** Opening DATASET EXTRACT block **

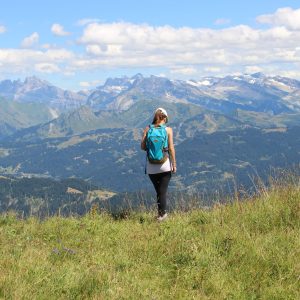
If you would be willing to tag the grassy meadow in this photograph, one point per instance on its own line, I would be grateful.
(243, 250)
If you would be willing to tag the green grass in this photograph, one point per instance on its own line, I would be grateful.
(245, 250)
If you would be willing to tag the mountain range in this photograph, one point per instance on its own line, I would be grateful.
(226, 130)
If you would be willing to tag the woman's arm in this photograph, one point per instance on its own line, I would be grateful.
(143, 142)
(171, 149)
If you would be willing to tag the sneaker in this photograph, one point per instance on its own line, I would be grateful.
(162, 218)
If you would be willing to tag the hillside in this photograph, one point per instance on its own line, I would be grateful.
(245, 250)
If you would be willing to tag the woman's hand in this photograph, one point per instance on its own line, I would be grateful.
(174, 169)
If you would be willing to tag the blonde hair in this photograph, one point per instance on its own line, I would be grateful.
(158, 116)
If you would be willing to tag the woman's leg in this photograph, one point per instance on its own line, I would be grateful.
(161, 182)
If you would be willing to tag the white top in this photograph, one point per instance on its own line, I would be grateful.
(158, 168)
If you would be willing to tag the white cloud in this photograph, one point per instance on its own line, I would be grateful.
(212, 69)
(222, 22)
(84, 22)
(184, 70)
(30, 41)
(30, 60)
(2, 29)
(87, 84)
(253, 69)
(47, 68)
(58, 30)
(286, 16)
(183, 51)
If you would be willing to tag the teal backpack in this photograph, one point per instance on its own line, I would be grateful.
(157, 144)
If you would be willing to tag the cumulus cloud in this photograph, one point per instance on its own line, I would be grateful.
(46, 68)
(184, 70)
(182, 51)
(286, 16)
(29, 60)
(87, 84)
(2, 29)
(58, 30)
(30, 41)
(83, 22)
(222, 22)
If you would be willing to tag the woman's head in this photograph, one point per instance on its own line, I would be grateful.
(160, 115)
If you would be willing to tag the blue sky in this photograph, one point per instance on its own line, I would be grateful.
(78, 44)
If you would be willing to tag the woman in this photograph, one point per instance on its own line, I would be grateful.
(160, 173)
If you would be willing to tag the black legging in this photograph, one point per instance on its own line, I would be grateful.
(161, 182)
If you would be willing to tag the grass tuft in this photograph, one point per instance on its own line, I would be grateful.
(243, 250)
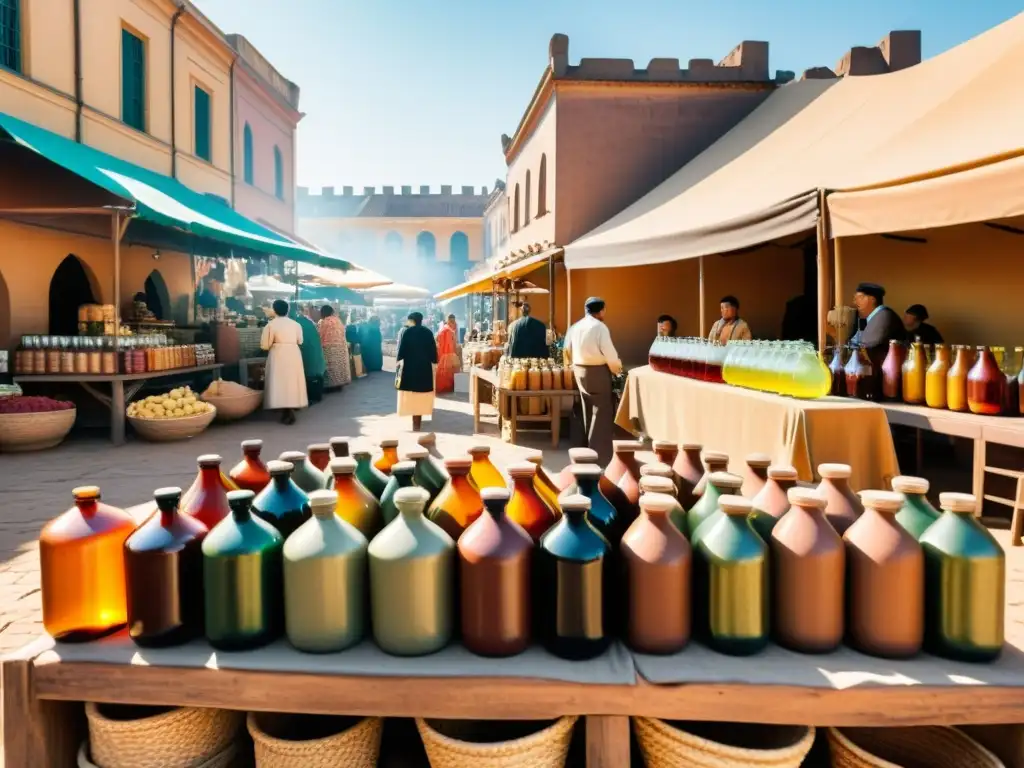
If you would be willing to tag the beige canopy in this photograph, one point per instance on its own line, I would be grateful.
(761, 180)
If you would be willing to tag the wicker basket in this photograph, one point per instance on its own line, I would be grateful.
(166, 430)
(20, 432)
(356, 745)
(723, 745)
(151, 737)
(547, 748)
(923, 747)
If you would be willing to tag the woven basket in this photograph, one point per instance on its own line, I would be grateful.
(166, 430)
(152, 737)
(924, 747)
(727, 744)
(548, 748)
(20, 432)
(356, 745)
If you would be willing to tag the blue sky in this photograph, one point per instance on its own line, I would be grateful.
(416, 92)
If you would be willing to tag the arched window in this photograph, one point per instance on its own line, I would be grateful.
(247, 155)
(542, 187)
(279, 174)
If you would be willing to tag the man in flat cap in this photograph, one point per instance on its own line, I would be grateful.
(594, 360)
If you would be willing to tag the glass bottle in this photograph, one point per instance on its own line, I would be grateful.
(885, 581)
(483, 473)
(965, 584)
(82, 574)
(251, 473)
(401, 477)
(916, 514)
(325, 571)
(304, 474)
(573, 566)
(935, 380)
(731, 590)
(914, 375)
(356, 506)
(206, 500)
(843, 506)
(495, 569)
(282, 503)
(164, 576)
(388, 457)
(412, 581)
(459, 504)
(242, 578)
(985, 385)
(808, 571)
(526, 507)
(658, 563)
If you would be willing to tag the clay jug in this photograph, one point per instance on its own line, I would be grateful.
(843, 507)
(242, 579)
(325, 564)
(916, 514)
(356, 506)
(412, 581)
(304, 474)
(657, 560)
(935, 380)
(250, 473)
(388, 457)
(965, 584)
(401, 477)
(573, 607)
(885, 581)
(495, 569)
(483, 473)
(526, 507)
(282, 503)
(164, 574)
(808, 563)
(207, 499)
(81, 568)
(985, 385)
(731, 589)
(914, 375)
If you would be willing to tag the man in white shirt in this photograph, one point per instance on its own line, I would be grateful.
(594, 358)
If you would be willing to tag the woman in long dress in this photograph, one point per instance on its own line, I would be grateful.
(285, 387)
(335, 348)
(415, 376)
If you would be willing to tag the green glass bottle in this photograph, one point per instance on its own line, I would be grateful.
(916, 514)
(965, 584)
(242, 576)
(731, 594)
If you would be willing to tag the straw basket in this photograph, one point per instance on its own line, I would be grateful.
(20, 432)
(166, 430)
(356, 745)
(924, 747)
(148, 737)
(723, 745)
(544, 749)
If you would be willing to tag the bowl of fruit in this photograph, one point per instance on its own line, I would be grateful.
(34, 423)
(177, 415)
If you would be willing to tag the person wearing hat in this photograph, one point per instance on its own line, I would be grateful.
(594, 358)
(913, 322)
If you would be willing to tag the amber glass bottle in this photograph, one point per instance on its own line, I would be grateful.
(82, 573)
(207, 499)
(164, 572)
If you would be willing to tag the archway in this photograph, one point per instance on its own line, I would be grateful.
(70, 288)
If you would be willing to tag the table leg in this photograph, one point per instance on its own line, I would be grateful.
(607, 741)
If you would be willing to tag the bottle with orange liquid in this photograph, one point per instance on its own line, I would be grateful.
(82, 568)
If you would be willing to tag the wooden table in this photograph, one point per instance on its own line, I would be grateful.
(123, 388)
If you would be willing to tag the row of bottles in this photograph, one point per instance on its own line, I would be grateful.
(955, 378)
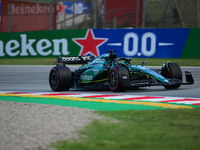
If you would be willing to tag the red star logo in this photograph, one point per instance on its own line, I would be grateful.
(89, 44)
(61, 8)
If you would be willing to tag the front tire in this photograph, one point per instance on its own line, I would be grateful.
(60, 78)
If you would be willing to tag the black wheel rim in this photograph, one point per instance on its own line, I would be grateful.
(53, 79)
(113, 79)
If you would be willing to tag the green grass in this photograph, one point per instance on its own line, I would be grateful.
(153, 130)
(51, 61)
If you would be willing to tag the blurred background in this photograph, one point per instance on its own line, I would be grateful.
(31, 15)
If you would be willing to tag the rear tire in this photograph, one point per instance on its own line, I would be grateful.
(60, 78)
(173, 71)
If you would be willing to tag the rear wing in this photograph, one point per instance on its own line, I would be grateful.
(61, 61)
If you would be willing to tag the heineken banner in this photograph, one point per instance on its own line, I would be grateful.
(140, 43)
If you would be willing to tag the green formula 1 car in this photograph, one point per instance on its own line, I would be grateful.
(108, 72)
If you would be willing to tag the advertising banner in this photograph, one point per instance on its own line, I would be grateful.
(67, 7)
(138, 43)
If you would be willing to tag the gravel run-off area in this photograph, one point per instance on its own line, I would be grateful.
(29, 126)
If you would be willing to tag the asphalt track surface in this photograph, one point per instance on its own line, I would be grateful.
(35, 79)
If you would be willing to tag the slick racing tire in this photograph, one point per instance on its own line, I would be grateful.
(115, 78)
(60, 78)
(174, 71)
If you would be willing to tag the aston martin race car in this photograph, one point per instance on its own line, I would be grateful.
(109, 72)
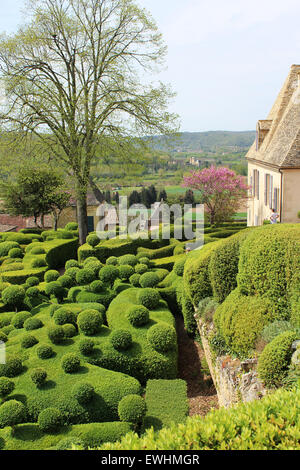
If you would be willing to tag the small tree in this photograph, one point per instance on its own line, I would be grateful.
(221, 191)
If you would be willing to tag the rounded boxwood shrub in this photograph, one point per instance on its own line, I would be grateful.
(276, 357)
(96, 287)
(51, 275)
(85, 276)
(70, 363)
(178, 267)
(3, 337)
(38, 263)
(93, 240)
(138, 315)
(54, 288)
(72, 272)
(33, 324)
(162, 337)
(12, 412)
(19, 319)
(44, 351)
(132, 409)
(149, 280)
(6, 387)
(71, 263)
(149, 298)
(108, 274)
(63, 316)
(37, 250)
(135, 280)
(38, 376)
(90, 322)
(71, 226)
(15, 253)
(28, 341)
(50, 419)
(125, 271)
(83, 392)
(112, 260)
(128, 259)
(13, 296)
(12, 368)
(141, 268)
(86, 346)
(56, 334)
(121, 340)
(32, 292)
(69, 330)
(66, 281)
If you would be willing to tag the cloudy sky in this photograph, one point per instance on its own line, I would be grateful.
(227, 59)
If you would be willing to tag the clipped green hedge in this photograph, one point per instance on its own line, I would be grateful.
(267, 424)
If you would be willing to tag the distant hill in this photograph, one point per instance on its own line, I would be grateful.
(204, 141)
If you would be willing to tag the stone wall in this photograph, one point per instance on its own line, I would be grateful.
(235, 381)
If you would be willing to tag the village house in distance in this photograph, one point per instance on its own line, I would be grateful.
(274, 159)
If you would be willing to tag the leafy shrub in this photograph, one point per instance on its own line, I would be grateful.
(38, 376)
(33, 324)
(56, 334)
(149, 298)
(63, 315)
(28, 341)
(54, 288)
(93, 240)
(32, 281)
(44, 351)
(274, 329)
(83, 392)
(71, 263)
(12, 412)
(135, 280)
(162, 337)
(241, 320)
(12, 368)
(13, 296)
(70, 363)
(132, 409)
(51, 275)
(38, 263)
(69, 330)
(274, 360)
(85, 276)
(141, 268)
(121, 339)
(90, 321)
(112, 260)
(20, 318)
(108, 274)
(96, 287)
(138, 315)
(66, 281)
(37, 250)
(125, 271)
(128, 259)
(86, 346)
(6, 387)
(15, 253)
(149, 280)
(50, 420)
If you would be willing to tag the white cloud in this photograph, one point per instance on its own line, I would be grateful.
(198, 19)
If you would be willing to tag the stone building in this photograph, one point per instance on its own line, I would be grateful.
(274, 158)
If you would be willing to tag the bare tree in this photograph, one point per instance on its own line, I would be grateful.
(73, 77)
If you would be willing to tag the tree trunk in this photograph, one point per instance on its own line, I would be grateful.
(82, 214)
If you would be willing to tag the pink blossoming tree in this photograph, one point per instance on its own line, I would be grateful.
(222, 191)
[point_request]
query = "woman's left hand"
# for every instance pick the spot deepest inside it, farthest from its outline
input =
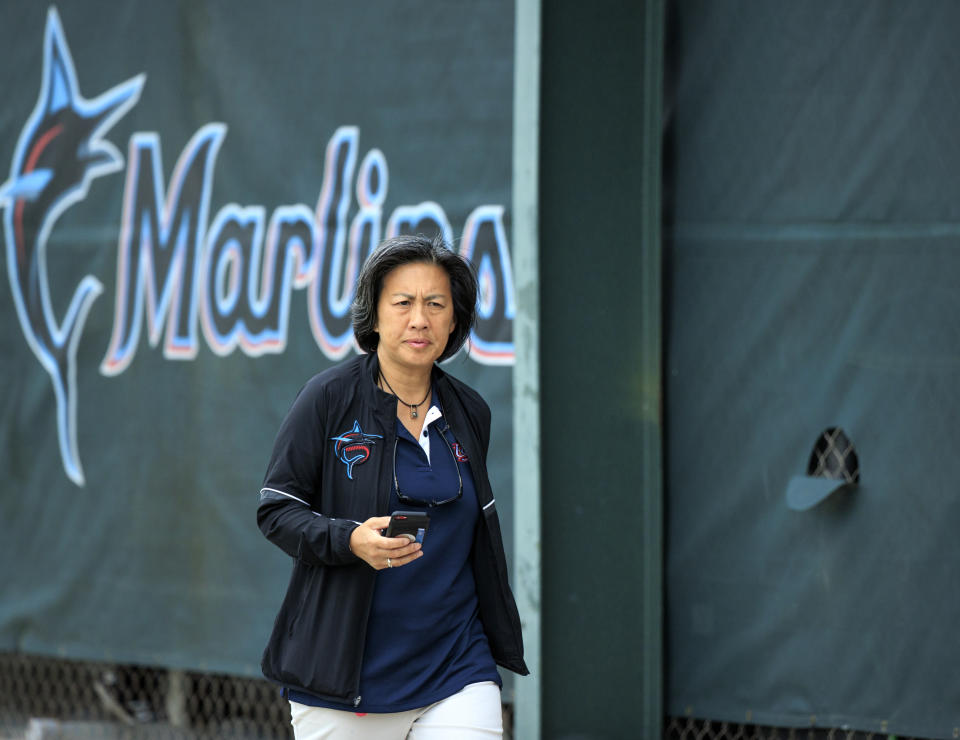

** Closing DATASET EXTRACT block **

#### AIM OF THE TASK
Every line between the one containing "If you would be willing to tag the pink" and the end of the listing, both included, needs to be retyped exactly, minus the pictures.

#### RESPONSE
If you would be willing to tag the pink blossoming tree in this photograph, one point per instance on its own line, I would be grateful.
(222, 191)
[point_request]
query = "woman's left hand"
# for every instance pick the spot deepest inside it, farthest from its outline
input =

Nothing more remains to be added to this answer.